-- DOCUMENT SECTION follows --
The region includes two universities: Central Queensland University at Bundaberg, and the University of Sunshine Coast's Fraser Campus at Hervey Bay. The Wide Bay Institute of TAFE operates from campuses at Bundaberg, Gympie, Hervey Bay and Maryborough, with the Maryborough campus . A campus of Southern Queensland Institute of TAFE is located at Kingaroy.

==Transport==
The Wide Bay–Burnett region contains four large airports. These are Hervey Bay, Bundaberg, Maryborough and Kingaroy. Hervey Bay and Bundaberg airports are serviced by regular passenger flights.

The Bruce Highway links the region to Brisbane, Rockhampton, Townsville and Cairns, while the Burnett Highway and Isis Highway form part of an inland transport corridor to Toowoomba and central New South Wales.

Queensland Rail operates daily high-speed Tilt Train services to Gympie, Maryborough and Bundaberg. Public transport operated by Wide Bay Transit (Hervey Bay/Maryborough), Polleys Coaches (Gympie) and Duffy's City Buses (Bundaberg) connect at the railway stations. Public transport options for the inland areas are more limited, with buses linking the main towns to each other and Brisbane once a day, and once-weekly "shopper buses" in some towns.
-- DOCUMENT SECTION concluded --
-- GIVEN RECORDS follows --
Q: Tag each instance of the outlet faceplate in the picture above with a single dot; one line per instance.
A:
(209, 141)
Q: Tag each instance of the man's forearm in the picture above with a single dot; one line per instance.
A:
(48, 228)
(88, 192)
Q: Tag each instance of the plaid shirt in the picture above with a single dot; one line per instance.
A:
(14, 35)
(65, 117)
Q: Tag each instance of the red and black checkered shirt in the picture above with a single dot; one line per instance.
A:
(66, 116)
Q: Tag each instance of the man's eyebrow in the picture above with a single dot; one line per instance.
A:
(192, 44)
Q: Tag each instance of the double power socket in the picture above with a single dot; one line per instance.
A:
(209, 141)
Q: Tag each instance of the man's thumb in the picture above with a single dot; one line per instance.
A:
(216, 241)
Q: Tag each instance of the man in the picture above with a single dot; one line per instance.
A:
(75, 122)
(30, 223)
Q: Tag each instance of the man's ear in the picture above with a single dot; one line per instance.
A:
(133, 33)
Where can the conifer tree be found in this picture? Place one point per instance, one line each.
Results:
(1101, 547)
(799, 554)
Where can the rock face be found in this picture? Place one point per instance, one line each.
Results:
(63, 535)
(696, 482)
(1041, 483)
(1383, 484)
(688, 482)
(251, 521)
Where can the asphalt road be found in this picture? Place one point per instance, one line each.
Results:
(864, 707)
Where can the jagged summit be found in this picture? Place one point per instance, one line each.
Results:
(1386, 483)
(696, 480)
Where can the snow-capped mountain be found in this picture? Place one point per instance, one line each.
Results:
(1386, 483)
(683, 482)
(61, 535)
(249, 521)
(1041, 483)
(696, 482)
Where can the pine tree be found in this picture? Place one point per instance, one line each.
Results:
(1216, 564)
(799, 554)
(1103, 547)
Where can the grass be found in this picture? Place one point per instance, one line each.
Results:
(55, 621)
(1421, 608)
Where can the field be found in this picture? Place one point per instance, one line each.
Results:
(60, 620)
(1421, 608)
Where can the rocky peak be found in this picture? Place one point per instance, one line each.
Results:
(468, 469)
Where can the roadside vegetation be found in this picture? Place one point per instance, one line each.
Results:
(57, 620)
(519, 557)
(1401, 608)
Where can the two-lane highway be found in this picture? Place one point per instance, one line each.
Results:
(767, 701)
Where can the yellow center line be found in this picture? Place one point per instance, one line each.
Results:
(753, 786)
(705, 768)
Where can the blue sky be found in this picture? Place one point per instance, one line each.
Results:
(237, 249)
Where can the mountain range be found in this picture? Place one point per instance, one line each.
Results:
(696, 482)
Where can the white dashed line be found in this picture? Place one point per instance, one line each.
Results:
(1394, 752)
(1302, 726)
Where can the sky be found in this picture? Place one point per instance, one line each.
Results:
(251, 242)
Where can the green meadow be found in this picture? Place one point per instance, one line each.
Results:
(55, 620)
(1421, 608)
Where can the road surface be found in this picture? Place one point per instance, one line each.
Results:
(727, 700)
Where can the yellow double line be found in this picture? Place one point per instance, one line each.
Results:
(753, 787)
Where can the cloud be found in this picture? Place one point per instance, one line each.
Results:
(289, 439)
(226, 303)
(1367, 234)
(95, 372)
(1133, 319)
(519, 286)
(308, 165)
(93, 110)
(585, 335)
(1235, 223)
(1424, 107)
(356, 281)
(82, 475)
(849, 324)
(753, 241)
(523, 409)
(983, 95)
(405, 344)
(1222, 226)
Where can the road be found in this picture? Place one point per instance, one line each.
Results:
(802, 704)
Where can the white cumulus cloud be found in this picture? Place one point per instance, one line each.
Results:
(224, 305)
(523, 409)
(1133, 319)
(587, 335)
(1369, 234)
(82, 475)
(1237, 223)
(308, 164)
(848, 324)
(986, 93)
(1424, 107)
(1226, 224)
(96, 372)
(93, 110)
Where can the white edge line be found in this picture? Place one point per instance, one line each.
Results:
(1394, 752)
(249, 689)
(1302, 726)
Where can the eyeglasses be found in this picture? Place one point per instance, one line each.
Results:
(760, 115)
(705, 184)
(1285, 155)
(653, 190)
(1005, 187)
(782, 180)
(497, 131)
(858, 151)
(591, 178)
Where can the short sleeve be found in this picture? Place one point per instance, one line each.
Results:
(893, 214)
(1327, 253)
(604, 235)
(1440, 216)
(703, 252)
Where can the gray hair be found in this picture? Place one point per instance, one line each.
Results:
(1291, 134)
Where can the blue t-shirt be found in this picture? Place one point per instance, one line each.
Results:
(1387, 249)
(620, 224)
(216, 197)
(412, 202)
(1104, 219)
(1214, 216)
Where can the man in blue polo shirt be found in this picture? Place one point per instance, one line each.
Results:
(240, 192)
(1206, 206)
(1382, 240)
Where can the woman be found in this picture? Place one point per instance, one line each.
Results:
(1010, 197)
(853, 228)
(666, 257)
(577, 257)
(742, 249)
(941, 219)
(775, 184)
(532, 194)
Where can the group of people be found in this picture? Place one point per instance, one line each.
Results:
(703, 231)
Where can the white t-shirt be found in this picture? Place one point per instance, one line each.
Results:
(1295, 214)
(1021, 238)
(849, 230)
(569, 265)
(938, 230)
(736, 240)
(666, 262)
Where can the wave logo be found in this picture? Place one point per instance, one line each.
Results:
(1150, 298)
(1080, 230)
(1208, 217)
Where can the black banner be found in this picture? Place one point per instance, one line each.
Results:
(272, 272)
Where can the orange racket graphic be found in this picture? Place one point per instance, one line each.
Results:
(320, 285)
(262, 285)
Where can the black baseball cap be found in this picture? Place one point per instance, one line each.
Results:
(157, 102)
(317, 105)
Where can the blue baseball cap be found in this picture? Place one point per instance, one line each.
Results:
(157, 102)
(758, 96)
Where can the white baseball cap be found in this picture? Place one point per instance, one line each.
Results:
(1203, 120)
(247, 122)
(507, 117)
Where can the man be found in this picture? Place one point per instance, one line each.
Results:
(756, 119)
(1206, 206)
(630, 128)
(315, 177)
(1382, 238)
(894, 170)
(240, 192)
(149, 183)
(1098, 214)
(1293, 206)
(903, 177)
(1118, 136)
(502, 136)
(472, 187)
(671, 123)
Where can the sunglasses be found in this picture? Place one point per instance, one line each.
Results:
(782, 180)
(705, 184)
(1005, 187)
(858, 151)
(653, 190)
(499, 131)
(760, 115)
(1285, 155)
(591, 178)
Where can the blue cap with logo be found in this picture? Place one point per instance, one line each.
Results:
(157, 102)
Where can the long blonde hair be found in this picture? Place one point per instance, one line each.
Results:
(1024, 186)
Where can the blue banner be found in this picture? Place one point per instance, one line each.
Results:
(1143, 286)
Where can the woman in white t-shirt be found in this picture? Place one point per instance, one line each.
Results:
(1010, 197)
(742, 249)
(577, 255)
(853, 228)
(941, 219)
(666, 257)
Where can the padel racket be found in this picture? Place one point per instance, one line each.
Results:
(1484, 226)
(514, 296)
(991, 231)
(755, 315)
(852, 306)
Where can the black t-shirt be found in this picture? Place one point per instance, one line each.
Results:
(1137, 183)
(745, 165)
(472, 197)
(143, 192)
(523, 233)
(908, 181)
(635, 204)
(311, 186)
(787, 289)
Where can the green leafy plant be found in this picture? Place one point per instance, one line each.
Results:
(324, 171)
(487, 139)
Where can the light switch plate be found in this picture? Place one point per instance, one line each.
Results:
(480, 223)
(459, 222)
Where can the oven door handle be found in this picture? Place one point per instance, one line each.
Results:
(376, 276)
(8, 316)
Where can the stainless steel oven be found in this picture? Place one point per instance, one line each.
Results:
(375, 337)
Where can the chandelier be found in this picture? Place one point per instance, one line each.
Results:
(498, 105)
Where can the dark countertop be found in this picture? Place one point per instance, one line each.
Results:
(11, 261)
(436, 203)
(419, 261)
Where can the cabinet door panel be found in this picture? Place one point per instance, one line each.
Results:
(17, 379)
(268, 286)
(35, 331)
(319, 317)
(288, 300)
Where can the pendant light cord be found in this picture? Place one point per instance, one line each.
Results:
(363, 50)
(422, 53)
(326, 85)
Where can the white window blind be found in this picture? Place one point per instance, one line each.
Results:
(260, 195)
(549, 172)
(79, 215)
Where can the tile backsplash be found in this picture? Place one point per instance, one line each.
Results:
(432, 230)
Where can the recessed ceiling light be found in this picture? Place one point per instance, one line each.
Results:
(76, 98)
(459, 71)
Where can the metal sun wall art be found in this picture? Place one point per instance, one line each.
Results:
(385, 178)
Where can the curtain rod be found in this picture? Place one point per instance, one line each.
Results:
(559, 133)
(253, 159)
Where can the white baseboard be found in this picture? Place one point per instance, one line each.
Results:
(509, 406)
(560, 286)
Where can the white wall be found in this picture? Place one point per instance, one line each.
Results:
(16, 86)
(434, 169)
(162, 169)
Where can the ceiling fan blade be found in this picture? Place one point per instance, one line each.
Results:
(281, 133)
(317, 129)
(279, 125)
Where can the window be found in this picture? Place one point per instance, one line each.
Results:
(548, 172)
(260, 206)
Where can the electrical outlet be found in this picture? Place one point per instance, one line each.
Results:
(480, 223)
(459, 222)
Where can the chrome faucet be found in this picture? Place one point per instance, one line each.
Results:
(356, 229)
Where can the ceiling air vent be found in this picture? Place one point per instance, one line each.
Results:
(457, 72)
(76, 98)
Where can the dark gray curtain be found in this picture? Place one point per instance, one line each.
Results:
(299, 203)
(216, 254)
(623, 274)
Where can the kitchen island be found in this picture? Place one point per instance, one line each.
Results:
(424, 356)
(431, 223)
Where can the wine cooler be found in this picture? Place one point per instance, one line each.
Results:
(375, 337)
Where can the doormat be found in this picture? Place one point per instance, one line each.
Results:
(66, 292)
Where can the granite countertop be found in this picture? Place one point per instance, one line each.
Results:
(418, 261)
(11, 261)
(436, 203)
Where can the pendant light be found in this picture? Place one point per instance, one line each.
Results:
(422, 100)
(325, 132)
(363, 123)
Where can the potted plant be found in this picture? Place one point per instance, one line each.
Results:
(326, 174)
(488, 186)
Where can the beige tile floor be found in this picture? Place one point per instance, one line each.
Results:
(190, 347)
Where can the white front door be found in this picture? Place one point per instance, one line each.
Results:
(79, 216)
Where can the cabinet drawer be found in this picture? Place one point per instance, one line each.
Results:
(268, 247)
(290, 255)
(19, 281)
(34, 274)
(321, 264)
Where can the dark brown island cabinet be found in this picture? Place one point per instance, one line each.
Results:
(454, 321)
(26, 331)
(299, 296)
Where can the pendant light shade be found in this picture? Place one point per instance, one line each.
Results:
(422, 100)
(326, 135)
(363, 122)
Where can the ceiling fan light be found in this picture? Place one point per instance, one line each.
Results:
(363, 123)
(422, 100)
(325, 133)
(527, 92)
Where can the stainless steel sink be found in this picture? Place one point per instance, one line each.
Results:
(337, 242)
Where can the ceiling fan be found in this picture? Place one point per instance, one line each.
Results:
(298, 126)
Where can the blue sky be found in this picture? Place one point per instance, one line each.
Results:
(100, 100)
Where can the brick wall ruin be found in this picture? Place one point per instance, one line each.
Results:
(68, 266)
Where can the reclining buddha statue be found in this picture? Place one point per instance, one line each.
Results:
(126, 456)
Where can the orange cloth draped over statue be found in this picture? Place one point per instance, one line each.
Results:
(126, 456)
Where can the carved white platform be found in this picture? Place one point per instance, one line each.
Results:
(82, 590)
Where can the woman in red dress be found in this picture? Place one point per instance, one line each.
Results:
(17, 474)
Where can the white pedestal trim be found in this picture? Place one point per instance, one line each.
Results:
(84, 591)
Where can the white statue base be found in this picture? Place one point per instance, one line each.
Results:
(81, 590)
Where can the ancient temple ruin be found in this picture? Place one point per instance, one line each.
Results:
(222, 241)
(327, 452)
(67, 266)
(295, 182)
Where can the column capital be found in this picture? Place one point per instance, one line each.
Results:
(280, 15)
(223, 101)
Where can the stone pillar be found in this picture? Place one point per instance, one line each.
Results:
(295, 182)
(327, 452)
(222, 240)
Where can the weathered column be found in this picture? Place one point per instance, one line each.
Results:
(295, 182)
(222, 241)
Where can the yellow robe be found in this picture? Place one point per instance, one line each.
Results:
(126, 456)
-- GIVEN RECORDS concluded --
### TASK ITEM
Answer these questions from the Wide Bay–Burnett text:
1. Which two airports in the region have regular passenger flights?
2. In which town is the Southern Queensland Institute of TAFE campus?
3. Which company runs public transport in Gympie?
The lines are separate from the Wide Bay–Burnett text.

### EXPECTED OUTPUT
1. Hervey Bay and Bundaberg
2. Kingaroy
3. Polleys Coaches